The Privacy Act gives people the right to see personal information that agencies hold about them. While this might appear straightforward, there are a number of circumstances where people and agencies disagree about what personal information the agency needs to disclose and what it can withhold.
This was exemplified in a recent complaint to our office.
A medical doctor applied to a specialist college for a place in a limited-entry training programme. The application required him to submit a CV and a number of professional references.
The college used a points-based system to determine who would be offered an interview. Certain aspects of each candidate’s CV were assigned different points, as were each referee’s responses.
The complainant was not offered an interview. He chose to appeal this decision. In order to build his case, he requested all the information that the college held about him – including a breakdown of how many points he received and where they came from.
The college gave him a points breakdown for his CV, but withheld information about his referees. At this point he made a complaint to our office with a specific request for a full breakdown of his scores for the referee component of his application. He also wanted to know how the referee scores related to the final score.

▸ **Information supplied**:
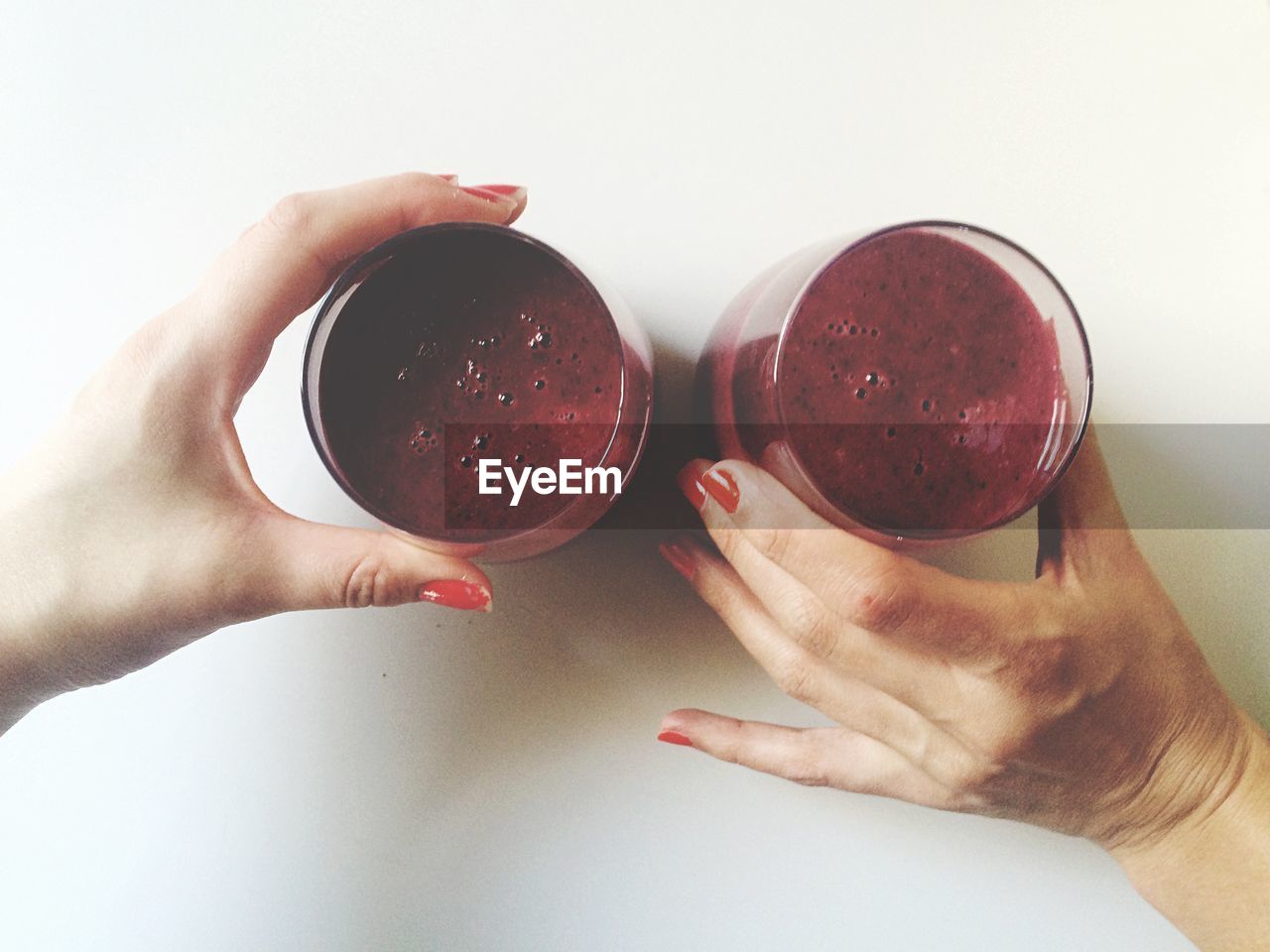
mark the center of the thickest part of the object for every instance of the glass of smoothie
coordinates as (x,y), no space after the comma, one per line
(924,381)
(458,357)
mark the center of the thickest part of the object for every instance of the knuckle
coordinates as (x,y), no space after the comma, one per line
(774,542)
(729,542)
(797,679)
(367,584)
(807,774)
(812,626)
(293,214)
(880,598)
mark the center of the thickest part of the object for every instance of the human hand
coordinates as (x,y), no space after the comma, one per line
(1079,701)
(135,526)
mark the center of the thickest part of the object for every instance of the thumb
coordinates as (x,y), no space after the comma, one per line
(330,566)
(1080,520)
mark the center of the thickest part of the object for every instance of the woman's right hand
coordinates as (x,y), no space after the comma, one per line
(1078,702)
(135,527)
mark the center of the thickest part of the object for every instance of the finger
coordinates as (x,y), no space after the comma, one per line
(304,565)
(846,698)
(758,525)
(885,662)
(816,757)
(281,266)
(1080,521)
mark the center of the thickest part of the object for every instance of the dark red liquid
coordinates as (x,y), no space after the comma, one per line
(917,384)
(470,344)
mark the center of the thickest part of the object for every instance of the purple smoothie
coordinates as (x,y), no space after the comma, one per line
(916,388)
(468,343)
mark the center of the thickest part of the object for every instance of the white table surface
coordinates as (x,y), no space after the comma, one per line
(416,778)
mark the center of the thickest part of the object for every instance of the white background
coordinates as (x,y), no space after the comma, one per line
(416,778)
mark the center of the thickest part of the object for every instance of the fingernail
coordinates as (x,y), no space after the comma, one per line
(516,191)
(720,485)
(456,593)
(690,484)
(489,194)
(680,556)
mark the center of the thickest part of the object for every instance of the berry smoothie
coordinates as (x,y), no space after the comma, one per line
(915,388)
(462,343)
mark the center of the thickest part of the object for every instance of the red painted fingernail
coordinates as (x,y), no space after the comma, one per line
(488,193)
(456,593)
(675,738)
(513,190)
(680,557)
(690,484)
(720,485)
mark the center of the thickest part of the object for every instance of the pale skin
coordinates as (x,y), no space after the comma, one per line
(1079,702)
(135,526)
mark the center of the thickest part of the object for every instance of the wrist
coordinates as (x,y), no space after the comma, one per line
(32,607)
(1210,873)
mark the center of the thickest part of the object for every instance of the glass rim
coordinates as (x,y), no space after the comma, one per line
(842,252)
(379,254)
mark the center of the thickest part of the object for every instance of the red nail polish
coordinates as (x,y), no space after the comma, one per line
(720,485)
(513,190)
(484,193)
(454,593)
(690,484)
(680,557)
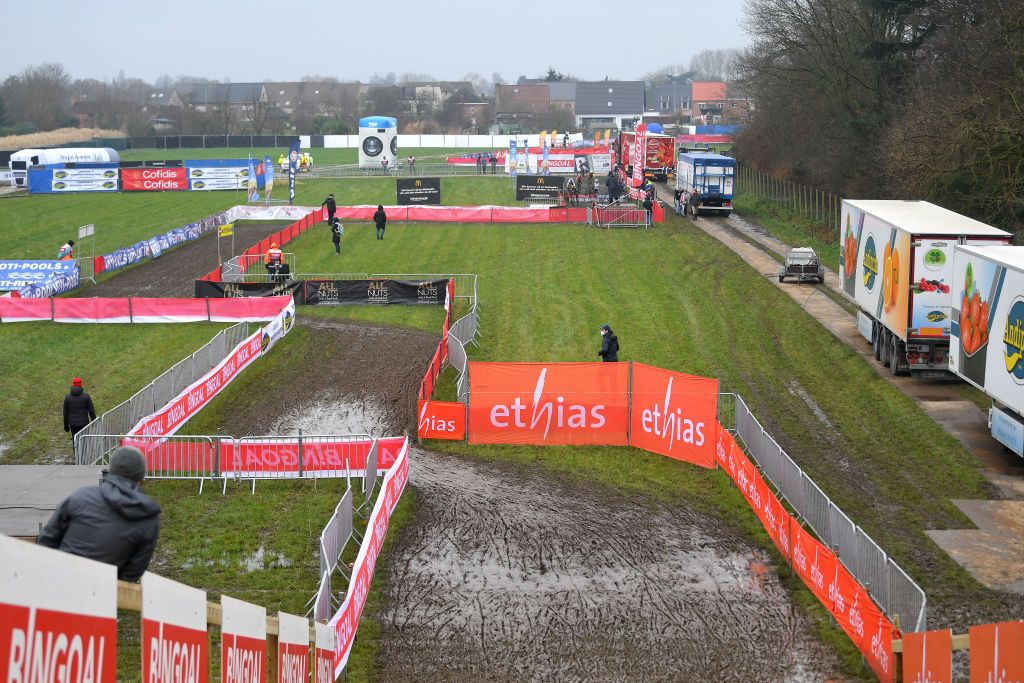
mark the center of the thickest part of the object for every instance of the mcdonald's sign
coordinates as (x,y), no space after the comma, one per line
(415,191)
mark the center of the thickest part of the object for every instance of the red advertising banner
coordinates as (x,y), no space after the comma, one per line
(929,656)
(167,420)
(175,646)
(324,654)
(293,648)
(639,154)
(441,420)
(549,403)
(674,414)
(995,652)
(346,620)
(57,615)
(154,179)
(243,642)
(256,457)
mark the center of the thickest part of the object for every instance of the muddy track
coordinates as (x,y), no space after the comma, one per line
(510,573)
(173,273)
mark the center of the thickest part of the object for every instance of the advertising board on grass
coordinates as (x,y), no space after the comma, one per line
(373,292)
(538,186)
(414,191)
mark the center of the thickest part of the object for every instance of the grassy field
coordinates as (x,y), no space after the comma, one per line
(678,299)
(35,226)
(322,157)
(39,360)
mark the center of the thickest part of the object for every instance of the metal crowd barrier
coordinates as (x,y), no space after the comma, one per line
(207,457)
(93,444)
(887,583)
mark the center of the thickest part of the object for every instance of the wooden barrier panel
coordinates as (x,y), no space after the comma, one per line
(57,612)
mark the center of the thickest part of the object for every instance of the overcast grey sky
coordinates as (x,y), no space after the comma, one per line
(256,39)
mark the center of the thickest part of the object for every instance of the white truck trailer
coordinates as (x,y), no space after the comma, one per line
(986,346)
(896,262)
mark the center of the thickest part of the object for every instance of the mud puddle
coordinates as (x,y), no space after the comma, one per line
(508,573)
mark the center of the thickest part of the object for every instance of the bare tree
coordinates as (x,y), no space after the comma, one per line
(39,95)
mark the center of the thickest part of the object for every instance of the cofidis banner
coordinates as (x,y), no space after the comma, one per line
(674,414)
(549,403)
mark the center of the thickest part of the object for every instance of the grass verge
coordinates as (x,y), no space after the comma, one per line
(39,360)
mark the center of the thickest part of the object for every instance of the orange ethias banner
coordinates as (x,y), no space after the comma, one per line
(996,652)
(674,414)
(549,403)
(929,656)
(441,420)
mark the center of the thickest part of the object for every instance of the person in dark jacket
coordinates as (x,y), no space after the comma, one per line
(609,345)
(336,232)
(380,218)
(648,207)
(332,208)
(113,522)
(78,409)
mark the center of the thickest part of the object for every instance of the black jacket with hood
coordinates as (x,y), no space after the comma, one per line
(609,347)
(113,522)
(78,409)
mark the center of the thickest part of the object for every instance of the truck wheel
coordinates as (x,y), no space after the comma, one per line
(894,354)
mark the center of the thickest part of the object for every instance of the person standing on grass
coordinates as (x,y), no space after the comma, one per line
(332,208)
(648,207)
(113,522)
(78,409)
(380,218)
(274,257)
(336,231)
(609,344)
(67,252)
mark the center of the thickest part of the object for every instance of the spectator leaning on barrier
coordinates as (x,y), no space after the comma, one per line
(332,208)
(380,218)
(272,259)
(336,231)
(113,522)
(78,411)
(67,251)
(609,344)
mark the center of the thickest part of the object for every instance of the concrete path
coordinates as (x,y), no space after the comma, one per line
(30,494)
(994,552)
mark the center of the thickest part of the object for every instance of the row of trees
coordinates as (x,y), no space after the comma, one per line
(892,98)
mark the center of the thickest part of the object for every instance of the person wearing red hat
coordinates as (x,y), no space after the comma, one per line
(274,257)
(78,409)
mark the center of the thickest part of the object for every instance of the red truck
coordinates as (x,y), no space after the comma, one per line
(660,155)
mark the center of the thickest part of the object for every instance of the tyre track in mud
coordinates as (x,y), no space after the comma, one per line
(511,572)
(506,572)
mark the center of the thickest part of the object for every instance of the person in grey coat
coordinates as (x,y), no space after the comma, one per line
(113,522)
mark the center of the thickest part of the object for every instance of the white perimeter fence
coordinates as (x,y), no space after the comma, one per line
(120,419)
(887,583)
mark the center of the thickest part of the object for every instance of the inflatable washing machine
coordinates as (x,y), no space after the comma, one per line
(378,138)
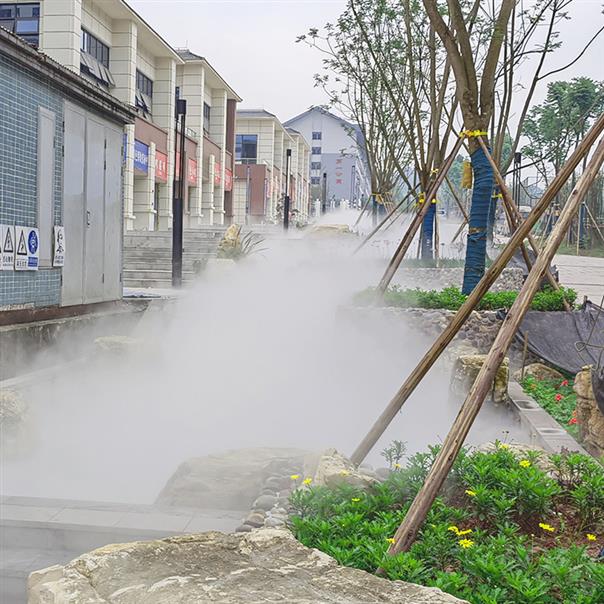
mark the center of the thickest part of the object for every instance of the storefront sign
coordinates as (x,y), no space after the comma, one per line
(27,257)
(228,180)
(7,247)
(161,166)
(141,157)
(192,171)
(58,258)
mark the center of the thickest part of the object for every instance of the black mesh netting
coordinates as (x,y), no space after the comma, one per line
(569,341)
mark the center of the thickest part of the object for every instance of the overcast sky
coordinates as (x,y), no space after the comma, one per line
(252,44)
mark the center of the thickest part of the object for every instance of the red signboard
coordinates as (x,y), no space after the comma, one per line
(228,180)
(161,166)
(192,172)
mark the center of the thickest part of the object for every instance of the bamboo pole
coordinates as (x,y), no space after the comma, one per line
(416,515)
(381,224)
(403,246)
(474,298)
(515,218)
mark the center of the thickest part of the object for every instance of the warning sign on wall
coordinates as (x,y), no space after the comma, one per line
(7,247)
(58,258)
(27,256)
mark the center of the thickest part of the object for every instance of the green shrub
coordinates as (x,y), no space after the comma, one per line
(482,539)
(451,298)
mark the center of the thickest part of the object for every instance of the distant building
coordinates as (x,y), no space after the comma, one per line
(260,170)
(337,151)
(109,44)
(61,141)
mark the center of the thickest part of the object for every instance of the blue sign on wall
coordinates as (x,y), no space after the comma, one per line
(141,156)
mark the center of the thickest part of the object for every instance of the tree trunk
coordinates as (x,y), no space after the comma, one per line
(427,233)
(479,214)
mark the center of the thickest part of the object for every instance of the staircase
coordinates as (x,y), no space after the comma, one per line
(148,255)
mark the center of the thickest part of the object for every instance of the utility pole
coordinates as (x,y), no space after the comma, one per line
(178,193)
(288,155)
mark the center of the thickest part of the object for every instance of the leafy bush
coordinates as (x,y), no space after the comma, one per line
(451,298)
(557,398)
(503,531)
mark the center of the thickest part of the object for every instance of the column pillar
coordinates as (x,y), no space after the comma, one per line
(61,31)
(144,192)
(164,90)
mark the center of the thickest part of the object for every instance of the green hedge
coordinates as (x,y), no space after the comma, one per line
(451,298)
(503,531)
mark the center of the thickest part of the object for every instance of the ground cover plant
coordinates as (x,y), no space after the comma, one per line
(451,298)
(507,528)
(557,397)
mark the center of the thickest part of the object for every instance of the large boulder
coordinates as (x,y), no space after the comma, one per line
(257,567)
(332,468)
(466,370)
(589,417)
(230,480)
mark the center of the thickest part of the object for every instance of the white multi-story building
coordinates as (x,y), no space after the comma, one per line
(338,167)
(261,149)
(111,45)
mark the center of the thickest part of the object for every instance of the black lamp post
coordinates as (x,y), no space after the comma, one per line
(178,193)
(288,155)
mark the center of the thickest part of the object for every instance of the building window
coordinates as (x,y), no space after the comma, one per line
(94,60)
(144,93)
(95,48)
(206,117)
(23,20)
(246,148)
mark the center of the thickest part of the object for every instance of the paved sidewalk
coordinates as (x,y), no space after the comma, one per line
(584,274)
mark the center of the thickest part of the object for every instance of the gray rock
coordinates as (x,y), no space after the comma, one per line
(256,520)
(261,566)
(265,502)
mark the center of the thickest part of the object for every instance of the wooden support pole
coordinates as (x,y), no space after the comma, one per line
(382,223)
(514,219)
(416,515)
(403,246)
(416,376)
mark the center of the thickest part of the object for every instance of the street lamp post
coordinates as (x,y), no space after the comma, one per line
(288,155)
(178,193)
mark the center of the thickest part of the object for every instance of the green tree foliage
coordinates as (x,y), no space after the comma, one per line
(557,125)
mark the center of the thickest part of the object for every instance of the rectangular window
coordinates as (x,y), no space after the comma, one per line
(246,148)
(22,19)
(206,117)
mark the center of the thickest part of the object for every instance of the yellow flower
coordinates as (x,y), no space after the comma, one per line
(546,527)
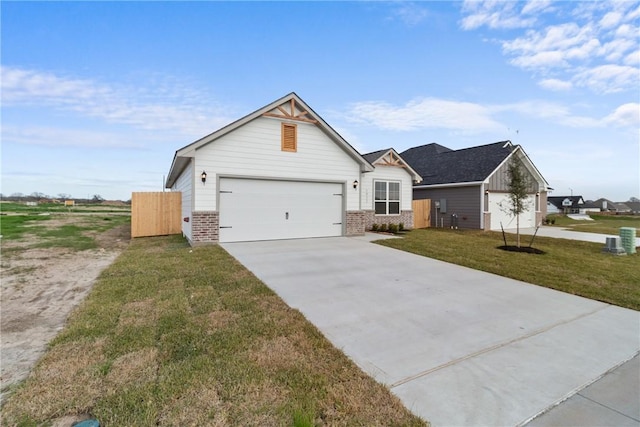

▸ **What you should do**: In the text about the Privacy Act complaint, what kind of system did the college use to decide which candidates would be offered an interview?

▸ **Your response**: A points-based system.